[Data entries]
>> begin

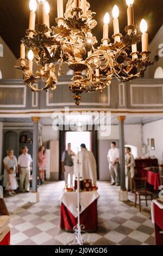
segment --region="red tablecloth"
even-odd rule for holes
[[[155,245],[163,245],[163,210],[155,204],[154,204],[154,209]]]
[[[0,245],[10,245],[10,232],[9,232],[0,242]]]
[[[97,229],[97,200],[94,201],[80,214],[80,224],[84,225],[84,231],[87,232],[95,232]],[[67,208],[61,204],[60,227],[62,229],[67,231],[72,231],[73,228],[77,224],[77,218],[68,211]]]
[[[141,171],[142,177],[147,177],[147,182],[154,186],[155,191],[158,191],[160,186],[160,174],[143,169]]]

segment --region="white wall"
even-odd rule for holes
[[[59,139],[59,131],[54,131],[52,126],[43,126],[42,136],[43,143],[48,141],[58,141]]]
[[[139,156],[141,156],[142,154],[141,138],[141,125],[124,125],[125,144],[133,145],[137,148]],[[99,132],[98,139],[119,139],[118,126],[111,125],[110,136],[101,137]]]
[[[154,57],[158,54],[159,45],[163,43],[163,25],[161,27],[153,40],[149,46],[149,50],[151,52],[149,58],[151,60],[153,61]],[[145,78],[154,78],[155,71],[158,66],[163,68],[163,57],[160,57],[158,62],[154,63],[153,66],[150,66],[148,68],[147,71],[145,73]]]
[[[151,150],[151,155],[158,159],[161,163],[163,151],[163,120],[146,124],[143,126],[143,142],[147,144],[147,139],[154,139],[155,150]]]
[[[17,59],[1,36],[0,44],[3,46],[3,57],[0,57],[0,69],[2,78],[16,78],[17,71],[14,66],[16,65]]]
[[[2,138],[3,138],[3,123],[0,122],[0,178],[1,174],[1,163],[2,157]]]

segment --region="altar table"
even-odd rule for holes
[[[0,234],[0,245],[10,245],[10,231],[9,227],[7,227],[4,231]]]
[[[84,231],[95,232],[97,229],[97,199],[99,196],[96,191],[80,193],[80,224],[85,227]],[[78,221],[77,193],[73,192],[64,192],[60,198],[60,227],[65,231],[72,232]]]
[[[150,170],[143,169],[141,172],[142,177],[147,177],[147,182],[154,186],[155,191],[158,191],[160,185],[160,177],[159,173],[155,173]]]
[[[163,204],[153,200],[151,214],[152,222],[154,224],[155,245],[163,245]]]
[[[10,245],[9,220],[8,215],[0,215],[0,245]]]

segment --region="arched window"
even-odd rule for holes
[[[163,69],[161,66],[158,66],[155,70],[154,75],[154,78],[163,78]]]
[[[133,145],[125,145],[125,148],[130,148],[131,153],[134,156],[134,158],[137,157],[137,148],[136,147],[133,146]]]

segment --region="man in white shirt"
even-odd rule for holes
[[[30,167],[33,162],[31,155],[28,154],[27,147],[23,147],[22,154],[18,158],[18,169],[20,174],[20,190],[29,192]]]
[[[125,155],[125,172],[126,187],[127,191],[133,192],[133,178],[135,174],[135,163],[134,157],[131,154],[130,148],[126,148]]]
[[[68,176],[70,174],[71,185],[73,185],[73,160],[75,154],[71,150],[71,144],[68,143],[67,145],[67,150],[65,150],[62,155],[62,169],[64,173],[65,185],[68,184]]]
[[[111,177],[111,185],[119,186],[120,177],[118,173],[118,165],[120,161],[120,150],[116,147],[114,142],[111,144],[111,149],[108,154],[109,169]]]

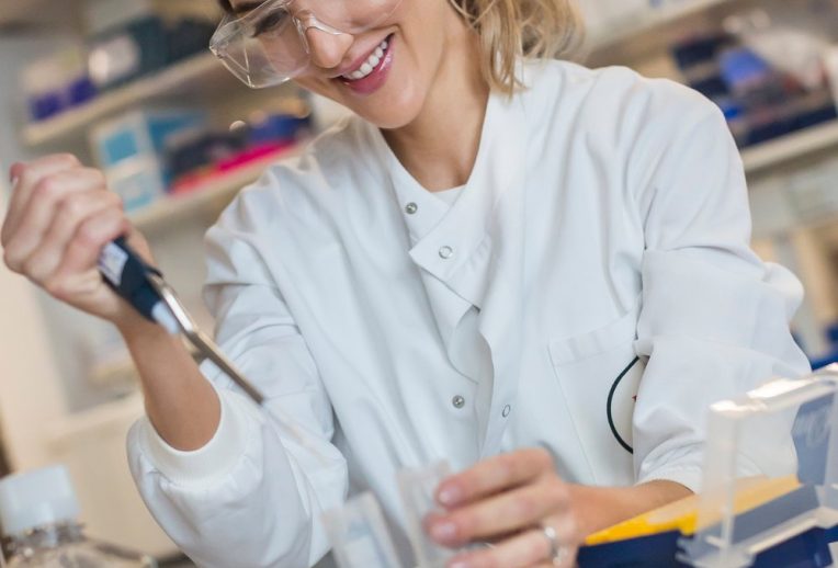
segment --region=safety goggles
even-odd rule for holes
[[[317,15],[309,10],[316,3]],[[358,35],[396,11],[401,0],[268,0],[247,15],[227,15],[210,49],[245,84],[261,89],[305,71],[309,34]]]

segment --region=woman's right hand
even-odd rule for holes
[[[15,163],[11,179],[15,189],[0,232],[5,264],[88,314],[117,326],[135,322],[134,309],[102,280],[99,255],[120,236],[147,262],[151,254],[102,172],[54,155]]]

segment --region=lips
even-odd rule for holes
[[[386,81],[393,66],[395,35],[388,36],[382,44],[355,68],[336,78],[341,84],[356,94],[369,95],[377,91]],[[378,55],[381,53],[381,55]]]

>> end
>> begin

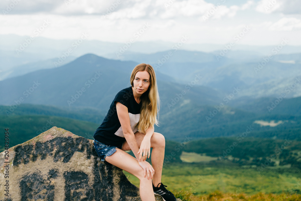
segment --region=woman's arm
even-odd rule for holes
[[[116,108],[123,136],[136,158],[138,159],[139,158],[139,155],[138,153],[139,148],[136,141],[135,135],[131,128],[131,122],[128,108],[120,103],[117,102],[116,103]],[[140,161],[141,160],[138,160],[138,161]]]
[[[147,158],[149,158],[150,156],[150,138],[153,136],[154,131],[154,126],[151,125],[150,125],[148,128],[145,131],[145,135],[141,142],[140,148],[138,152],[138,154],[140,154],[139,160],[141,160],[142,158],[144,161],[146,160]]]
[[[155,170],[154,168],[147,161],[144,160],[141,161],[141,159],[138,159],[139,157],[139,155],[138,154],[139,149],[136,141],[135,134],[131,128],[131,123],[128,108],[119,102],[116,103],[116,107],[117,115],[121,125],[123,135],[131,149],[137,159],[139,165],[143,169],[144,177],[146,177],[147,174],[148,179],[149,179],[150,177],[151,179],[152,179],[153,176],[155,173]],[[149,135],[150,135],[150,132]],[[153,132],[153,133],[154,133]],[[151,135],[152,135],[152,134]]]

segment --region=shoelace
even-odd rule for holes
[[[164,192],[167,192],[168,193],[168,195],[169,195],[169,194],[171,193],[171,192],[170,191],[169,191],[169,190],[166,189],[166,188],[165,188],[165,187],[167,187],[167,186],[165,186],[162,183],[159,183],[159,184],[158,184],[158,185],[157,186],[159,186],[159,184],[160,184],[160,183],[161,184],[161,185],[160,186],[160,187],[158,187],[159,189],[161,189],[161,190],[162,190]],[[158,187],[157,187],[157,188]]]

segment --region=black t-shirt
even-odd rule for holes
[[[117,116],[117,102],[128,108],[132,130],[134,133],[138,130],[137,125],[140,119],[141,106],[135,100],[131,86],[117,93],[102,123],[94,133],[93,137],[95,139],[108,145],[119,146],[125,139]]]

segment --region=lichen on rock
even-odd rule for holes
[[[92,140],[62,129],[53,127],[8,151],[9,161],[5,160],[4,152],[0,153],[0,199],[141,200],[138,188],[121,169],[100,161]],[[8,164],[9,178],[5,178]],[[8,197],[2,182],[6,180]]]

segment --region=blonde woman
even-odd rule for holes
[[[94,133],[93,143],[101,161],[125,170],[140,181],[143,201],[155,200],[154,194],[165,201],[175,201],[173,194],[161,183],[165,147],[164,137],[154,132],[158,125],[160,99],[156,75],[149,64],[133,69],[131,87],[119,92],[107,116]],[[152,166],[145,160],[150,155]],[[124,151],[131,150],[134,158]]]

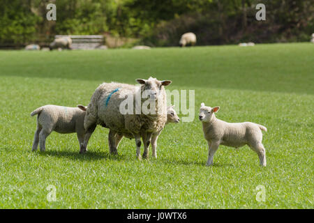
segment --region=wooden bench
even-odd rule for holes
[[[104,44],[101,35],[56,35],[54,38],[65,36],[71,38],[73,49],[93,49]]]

>> end

Show each line from the entries above that contains the string "shirt", copied in full. Treat the match as case-sensitive.

» ANSWER IN FULL
segment --region="man in white shirt"
segment --region=black t-shirt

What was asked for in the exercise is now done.